It will download 354 raw FASTQ files (177 pairs), taking about 6.5GB on disk. The 177 sequenced samples are made up of 17 experimental mixtures (including only two with replicates, 1.1GB) and 160 inter-laboratory trials (16 samples repeated in 10 laboratories, 5.4GB).

This script first downloads files from the ENA under raw_downloads/ (a mix of *.zip and *.fastq.gz files), and then sets up consistently named and compressed entries under raw_data/*.fastq.gz instead.

If you have the md5sum tool installed (standard on Linux), verify the files downloaded correctly:

$ cd raw_download/
$ md5sum -c MD5SUM.txt
$ cd ..

There is no need to decompress the files.

Amplicon primers & reference sequences

All the samples were all amplified with a dozen primers (see Table 1). To interpret the data properly you would need a well curated database for each marker - FASTA files are provided to build a rudimentary database.

────────────────

Task item
Translate this sentence from the text on downloading sequencing files into Spanish: "It will download 354 raw FASTQ files (177 pairs), taking about 6.5GB on disk."

────────────────

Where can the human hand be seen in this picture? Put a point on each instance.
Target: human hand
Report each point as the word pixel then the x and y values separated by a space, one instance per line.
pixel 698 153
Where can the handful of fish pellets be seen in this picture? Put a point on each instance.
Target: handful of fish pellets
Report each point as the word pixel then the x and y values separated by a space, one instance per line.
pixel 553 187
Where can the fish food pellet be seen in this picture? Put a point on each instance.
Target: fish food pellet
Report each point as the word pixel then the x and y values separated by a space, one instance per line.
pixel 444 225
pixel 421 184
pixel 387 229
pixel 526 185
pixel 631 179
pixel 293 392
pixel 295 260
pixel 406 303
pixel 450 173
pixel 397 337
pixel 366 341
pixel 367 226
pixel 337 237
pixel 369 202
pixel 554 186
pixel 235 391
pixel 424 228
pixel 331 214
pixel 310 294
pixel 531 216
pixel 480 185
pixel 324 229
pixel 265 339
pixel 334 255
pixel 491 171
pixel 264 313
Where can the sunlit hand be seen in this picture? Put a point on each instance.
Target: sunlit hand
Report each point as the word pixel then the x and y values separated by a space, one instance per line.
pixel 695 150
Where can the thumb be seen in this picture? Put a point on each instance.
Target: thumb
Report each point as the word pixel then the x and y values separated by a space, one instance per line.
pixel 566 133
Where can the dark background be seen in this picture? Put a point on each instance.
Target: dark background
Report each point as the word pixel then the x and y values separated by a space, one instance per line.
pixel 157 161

────────────────

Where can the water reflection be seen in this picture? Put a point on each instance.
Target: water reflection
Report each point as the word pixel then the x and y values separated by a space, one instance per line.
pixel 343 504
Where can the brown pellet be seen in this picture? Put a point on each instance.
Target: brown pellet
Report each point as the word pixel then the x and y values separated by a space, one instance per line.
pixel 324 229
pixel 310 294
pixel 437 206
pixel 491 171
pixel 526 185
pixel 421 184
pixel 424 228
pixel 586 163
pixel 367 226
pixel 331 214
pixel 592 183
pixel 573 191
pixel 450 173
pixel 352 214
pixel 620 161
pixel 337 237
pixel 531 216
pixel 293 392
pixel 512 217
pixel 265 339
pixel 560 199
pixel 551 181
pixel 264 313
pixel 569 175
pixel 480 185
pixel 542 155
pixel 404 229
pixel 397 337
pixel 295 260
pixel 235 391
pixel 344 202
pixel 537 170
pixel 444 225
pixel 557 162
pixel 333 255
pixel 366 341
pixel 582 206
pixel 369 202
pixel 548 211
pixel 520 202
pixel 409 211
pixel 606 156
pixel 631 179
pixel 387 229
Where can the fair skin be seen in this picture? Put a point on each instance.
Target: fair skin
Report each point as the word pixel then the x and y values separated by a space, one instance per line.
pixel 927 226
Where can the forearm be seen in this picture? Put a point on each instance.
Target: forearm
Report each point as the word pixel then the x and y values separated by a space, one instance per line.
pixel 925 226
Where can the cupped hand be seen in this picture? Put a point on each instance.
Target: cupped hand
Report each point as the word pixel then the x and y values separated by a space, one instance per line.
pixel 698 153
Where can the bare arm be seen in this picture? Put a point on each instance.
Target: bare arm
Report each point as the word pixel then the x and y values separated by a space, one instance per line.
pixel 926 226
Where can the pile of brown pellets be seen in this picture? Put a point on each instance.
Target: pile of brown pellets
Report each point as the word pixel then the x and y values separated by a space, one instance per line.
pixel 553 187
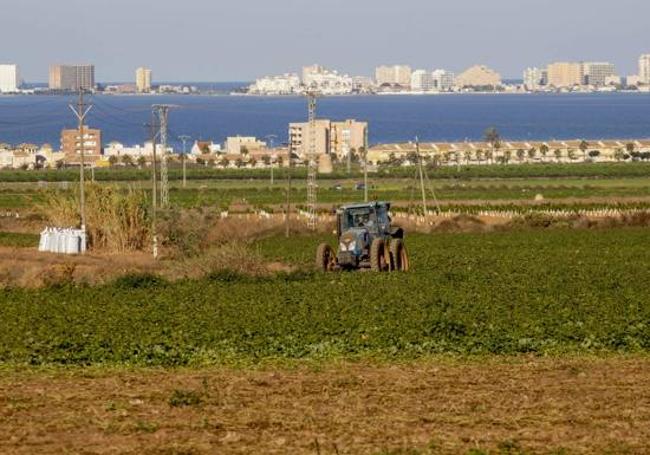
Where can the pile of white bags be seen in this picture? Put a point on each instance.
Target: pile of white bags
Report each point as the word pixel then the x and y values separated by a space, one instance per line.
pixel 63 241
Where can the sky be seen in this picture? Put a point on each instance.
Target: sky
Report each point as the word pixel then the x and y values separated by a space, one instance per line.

────────────────

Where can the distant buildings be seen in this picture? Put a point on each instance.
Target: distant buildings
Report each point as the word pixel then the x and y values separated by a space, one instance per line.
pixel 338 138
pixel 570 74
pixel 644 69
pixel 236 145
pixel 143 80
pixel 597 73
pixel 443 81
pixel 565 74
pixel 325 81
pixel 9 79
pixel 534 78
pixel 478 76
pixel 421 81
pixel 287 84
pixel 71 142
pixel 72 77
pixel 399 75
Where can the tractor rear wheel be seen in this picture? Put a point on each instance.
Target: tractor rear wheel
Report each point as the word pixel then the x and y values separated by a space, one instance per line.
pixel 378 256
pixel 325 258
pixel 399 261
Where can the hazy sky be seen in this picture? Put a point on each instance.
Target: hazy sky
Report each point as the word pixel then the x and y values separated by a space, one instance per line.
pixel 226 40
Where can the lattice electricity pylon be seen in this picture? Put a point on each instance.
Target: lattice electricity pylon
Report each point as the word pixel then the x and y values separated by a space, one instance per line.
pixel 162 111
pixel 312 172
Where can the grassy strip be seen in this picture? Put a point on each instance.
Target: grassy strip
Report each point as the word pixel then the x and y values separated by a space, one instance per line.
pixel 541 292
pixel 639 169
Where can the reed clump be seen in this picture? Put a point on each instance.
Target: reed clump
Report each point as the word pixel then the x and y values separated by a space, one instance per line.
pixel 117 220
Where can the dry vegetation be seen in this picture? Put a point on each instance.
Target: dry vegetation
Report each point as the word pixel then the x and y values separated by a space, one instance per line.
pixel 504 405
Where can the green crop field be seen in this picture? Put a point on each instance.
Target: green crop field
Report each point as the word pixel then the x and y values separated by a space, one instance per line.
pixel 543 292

────────────────

Your solution
Descargará 354 archivos FASTQ sin procesar (177 pares), que ocupan aproximadamente 6,5 GB en disco.